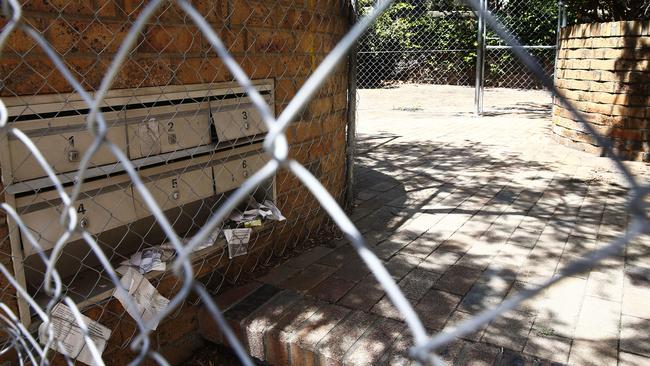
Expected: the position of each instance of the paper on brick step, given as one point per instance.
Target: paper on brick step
(68, 336)
(267, 210)
(147, 260)
(275, 211)
(147, 300)
(237, 240)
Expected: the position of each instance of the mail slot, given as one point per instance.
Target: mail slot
(157, 130)
(98, 210)
(63, 142)
(177, 186)
(238, 120)
(231, 174)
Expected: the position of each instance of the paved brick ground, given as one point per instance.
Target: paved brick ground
(464, 212)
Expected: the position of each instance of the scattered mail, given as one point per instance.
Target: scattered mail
(68, 336)
(147, 301)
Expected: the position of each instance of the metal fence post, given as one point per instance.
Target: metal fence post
(351, 115)
(561, 22)
(480, 62)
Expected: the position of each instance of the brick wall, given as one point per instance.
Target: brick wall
(284, 40)
(604, 69)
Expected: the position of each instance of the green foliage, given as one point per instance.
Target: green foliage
(427, 38)
(589, 11)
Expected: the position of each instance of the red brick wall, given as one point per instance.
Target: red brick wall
(284, 40)
(604, 70)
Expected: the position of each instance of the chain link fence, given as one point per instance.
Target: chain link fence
(418, 42)
(150, 150)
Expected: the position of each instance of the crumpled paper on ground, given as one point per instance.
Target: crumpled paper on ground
(141, 293)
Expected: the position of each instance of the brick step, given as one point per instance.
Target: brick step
(285, 327)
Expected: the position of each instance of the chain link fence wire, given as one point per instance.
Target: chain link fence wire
(430, 42)
(534, 25)
(127, 170)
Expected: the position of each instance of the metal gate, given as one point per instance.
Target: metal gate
(535, 24)
(445, 42)
(431, 42)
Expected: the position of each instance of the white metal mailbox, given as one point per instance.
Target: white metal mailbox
(236, 119)
(157, 130)
(191, 145)
(62, 141)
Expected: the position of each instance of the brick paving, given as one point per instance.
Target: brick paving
(464, 212)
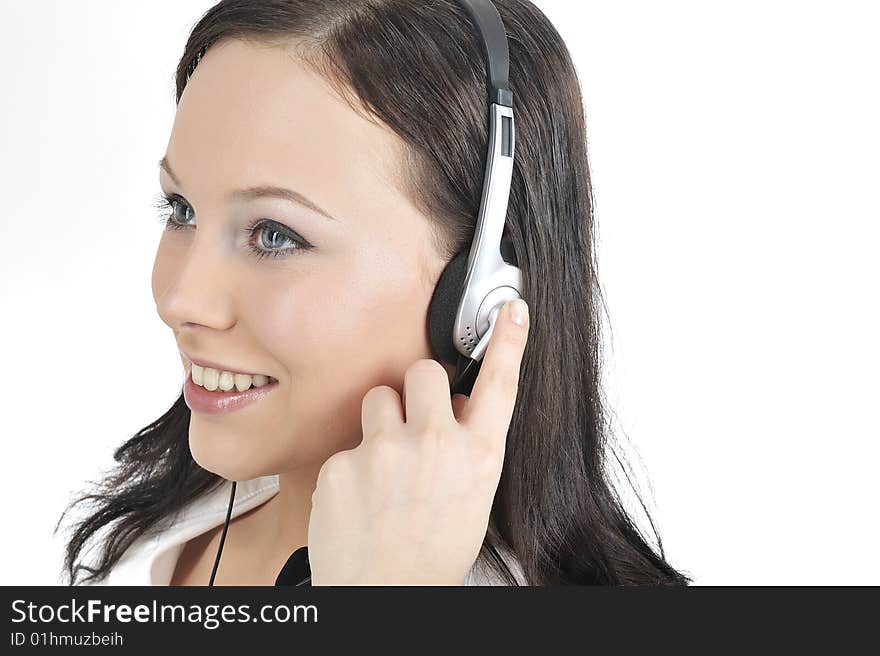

——————

• What you are asked to do: Count the lines in the items above that contain the word "ground", and state only the resulting number.

• Exercise answer: 4